BREAK_five minute friday

OLYMPUS DIGITAL CAMERA

I started this blog over three years ago, naming it Many Slices, because I saw my life as a divided whole; and really it was, and is.

Child of God

Wife

Mother

Switcher of loads of laundry

Homework helper

Ministry leader

Writer

Needer of community

Needer of solitude

These neat little labels I give myself:

they are stacking up

spilling over

getting complicated

I try to reshuffle them into neat laminated categories

“Wait I am an introvert, but I am called to lead…”

“Wait I am a Wife first, but I have four daughters who are much more persistent…”

ect. ect.

I find myself trying to operate out of a halved brain.

This halved brain keeps fracturing in jagged pieces.

Most days my life does not resemble neat tidy symmetrical pieces of a lovely pie.

----

▶ [JOBS]:
**a.** Print the part of the Many Slices blog post that starts with "BREAK_five minute friday" and goes on through "was, and is.".
**b.** Carry on writing the Many Slices blog post from the point where it stops.

▶ [DATA EXTRACT]:
----

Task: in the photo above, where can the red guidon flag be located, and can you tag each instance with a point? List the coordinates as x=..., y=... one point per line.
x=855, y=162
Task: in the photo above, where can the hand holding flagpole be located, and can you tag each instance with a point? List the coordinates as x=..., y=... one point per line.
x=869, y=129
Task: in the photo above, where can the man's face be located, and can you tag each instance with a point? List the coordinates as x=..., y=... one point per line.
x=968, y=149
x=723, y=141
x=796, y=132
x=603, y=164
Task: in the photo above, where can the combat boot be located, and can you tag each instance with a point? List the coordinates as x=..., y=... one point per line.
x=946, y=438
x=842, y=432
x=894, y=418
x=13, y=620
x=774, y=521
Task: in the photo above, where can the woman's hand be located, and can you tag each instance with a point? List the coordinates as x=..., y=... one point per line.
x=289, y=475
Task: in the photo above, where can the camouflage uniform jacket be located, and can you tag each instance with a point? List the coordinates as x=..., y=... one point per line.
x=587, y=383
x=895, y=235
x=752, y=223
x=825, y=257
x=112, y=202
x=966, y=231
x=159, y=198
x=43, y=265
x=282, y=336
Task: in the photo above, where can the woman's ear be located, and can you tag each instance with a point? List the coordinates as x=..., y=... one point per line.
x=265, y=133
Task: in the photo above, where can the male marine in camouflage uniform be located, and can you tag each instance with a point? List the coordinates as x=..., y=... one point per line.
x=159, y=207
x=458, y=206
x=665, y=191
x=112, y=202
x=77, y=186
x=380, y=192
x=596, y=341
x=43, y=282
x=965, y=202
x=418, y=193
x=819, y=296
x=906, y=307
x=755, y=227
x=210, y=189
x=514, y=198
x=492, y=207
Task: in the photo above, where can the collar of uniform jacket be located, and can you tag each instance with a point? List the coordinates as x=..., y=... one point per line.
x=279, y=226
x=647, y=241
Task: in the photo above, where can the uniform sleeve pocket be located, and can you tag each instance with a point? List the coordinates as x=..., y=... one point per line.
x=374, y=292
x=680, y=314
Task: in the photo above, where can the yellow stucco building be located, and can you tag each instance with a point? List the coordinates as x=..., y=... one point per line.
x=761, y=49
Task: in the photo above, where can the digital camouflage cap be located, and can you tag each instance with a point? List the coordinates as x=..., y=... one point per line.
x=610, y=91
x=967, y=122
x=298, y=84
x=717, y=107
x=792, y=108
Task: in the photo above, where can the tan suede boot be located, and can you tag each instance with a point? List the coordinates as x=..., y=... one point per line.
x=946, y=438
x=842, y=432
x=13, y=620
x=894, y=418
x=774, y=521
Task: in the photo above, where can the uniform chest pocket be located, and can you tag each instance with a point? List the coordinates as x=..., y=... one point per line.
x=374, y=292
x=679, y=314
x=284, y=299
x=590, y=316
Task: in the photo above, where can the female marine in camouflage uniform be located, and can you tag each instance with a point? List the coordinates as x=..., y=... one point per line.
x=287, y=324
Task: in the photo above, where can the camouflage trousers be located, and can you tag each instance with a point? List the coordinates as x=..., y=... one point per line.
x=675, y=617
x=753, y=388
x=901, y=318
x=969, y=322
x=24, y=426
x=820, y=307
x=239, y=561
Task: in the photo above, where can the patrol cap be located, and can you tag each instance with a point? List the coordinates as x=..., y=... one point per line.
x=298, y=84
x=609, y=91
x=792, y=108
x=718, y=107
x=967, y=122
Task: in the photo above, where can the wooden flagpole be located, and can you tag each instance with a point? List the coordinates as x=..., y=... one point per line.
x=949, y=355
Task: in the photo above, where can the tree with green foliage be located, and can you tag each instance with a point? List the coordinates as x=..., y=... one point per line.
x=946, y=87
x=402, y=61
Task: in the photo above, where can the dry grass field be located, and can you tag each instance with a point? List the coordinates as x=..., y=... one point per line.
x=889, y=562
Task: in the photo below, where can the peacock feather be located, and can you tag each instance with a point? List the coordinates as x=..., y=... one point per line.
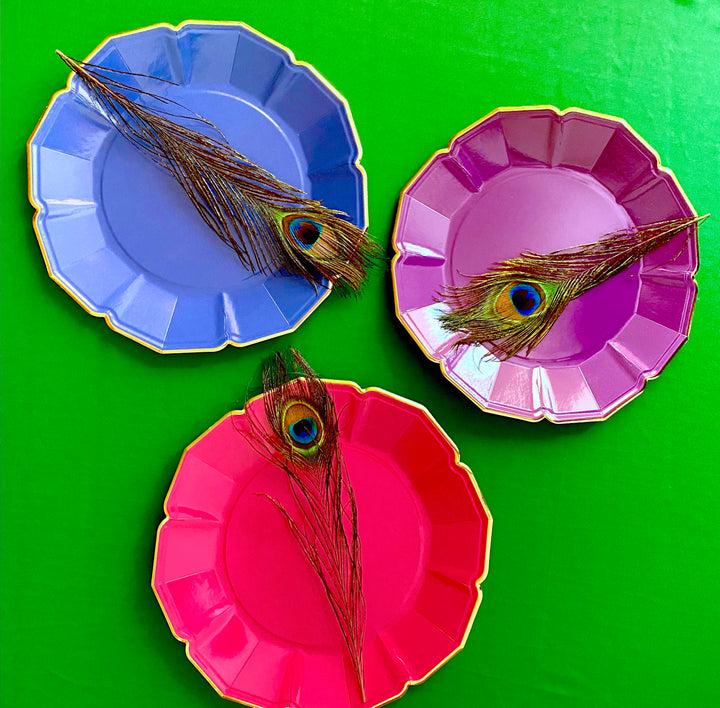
x=513, y=306
x=270, y=225
x=304, y=441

----

▶ [PER-TASK OUTPUTS]:
**a.**
BREAK_five minute friday

OLYMPUS DIGITAL CAMERA

I started this blog over three years ago, naming it Many Slices, because I saw my life as a divided whole; and really it was, and is.

**b.**
It looks like the crumbs left on the floor after a party with everyone too freakin tired to clean up afterward.

At least on the inside.

That is what I feel.

On the outside I still look stellar.

And it is not even all the time.

It sneaks up on me at odd times and I feel a strange disconnect with everyone important in my life.

This morning, an hour before I went on the blog, I prayed:

“Jesus You said You were healing balm” { I know its in the Bible somewhere…possibly Old Testament prophetic metaphor? I don’t know but I said it anyway }.

“I need my mind healed of all these fractionated pieces I keep trying to keep in rotation…because it is not working”

I know we woman always must wear many hats.

I know part of the promise of having the power of Christ is “I can do all things”. {Philippians 4}

But I don’t know how to do it outwardly, and then maintain a wholeness of  mental peace inwardly.

I do not know how to be praying for 13 millions persecuted Christians, and little girls being sex trafficked and abortion doctors one moment, and then switch gears and help my one daughter with math, then gently but sternly direct my youngest to calm down for the 5th time before bedtime, and then finish a conversation with my husband about his day, the next moment.

Because they both matter incredibly.

But they operate in such different extreme spheres.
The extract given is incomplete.